*Study text*:
────
Five in the morning and I lay wide-awake, mulling over the weekend gone and the days ahead. With another morning of waiting around for a promised delivery, I felt a rant coming on and sat at the keyboard with one eye trained along the road outside.
For three days we watched for a delivery that never arrived. But the neighbours' did. White Van Man and then another food drop as Sainsbury’s green one failed to stop at Number 3. I swear those neighbours are stockpiling the garage, cupboards and freezers for the next pandemic or the newest Project Fear, inspired by our unbiased and impartial but highly predictable media.
I have news for BBC, ITV, Channel Four and Sky - We, the public who pay your wages, know what you’re doing, your hidden agendas. For sure it’s the re-election of President Donald Trump in November 2020 and Real Brexit of 1st January 2021 when the media’s EU funding dries up.
I left Sue on lookout Monday afternoon and snuck out to Cockerham for a look along the sea wall. Richard had newly fixed Covid signs to gateposts to deter social distancing doggie and cycle folk from their recent and ongoing trespass through his sheep and cattle. None had bothered to seek permission for their jaunts. So it continues - farmers versus townies and never the twain shall meet.
I had a good selection of birds where the pool, reeds and hedgerows provided the best. At least six singing Reed Warbler and three pairs of Reed Bunting proved easy to find by their respective songs. More difficult to see were now quiet Sedge Warbler, Blackcap and even Chaffinch, all of which by June have less need to display their desirability.
The water held several Greylag, Mute Swans with 2 young, 4 Tufted Duck, 2 Shelduck, the inevitable Little Egret, and whinnying but unseen Little Grebes. The grebes may be on their second brood by now because ten days ago I saw a flotilla of young and old disappear into the pool margins.
Along the sea wall the Environment Agency had found work for idle hands whereby three x four by four vehicles and a JCB were sent to drive up and down the bund and shift tidal wrack a few yards higher up the sea wall. The story is that the lower down debris stops the growth of grass that binds the grass to the substrate which in turn maintains the strength of the bund. The bund/sea wall serves as a defence to high tides that might one day engulf the land behind. Mystified? Yes, me too.
Needless to say, I saw few Skylarks, the single species that actually nests on the same ground during May, June and July and along which the vehicles drove up and down for some hours. In several visits I have seen no evidence of Skylarks nesting along here this spring. I also think The Environment Agency could do with a makeover that includes a different title.
────
*Required actions*:
[a] Duplicate the part of the blog post that begins at the words "For three days" and stops after "highly predictable media.".
[b] In the blog post, how many young did the Mute Swans on the water have?
[c] Take the blog post about birding at Cockerham further, carrying on from its final sentence.

(Extracted data entries)
────
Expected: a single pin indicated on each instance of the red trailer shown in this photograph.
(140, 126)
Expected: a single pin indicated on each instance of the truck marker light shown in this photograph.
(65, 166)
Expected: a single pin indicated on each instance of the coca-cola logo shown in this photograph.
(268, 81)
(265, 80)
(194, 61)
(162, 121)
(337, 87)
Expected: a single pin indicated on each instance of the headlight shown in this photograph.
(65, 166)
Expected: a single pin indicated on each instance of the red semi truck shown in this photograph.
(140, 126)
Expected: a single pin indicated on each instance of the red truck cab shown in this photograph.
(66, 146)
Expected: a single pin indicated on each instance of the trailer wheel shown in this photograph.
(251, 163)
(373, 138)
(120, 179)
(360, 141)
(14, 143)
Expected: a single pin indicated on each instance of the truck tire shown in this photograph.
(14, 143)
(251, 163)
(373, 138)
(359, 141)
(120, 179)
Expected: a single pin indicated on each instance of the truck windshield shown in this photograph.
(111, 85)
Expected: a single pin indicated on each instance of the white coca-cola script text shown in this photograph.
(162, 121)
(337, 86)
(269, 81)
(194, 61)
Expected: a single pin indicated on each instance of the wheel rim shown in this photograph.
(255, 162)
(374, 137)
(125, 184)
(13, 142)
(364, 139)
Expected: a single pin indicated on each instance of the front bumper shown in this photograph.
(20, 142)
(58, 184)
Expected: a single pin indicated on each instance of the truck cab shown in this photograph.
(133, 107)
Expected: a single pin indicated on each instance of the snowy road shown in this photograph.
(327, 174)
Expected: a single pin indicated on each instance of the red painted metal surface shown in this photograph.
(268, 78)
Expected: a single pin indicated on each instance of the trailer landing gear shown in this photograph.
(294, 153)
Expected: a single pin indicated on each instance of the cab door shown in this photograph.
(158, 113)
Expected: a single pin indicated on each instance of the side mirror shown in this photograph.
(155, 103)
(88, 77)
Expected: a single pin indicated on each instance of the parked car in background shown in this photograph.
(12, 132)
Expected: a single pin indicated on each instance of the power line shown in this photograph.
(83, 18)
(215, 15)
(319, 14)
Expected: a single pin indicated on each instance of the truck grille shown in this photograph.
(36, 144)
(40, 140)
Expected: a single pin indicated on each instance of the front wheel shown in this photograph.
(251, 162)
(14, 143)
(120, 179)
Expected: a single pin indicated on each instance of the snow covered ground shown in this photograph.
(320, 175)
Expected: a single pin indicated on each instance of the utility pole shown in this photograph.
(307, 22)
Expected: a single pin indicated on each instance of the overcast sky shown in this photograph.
────
*Exercise answers*:
[a]
For three days we watched for a delivery that never arrived. But the neighbours' did. White Van Man and then another food drop as Sainsbury’s green one failed to stop at Number 3. I swear those neighbours are stockpiling the garage, cupboards and freezers for the next pandemic or the newest Project Fear, inspired by our unbiased and impartial but highly predictable media.

[b] Two.

[c]
Along the ditches and dykes came 6 Oystercatcher, 5 Redshank, 4 more Little Egret, a single Pied Wagtail and several Linnets. Out on the marsh were distant gulls, more Shelduck and 2 Eider ducks, male and female but as far as could tell, no young in tow. Half-a-dozen Swallows and a lone Swift drifted by.
I bumped into Richard, out to survey his barley, a crop struggling for height in this driest of springs. As we spoke a Roe Deer crashed from the dense hedgerow, bounded through the crop and disappeared out of sight.
Richard told me the family had not ventured out onto Murder Mile last weekend because they could see and hear the probable aftermath of release from lockdown. They were right to stay safe. Bikers hurtled full throttle along the A588 where 100 yards up from the farm another middle aged wannabe racer bit the dust by landing head first into the roadside ditch. Six kids and a wife left behind. Another needless death caused by the China virus.
I heard tell via the Internet that all three Avocet nests at Conder Pool had failed so motored on for a gander. Indeed all gone with not a one to be seen, least of all little fluffy grey ones. There’d been a little unanswered discussion online as to why the Avocets failed so miserably, perhaps sheep or mink, even though Oystercatchers and gulls yards away produced fine chicks?
No one seems or even wants to know except that grazing sheep or a mink might carry the unopened can of worms, but not bird watchers.
Luckily, another pair of Avocets half a mile away on a stony island encircled by comatose, immobile anglers succeeded where others failed. There they strode, three healthy looking chicks and two proud parents who for weeks saw off Grey Herons, gulls and Greylag Geese with no interference from trespassing birders.
We’re still waiting for the van. Watch this space.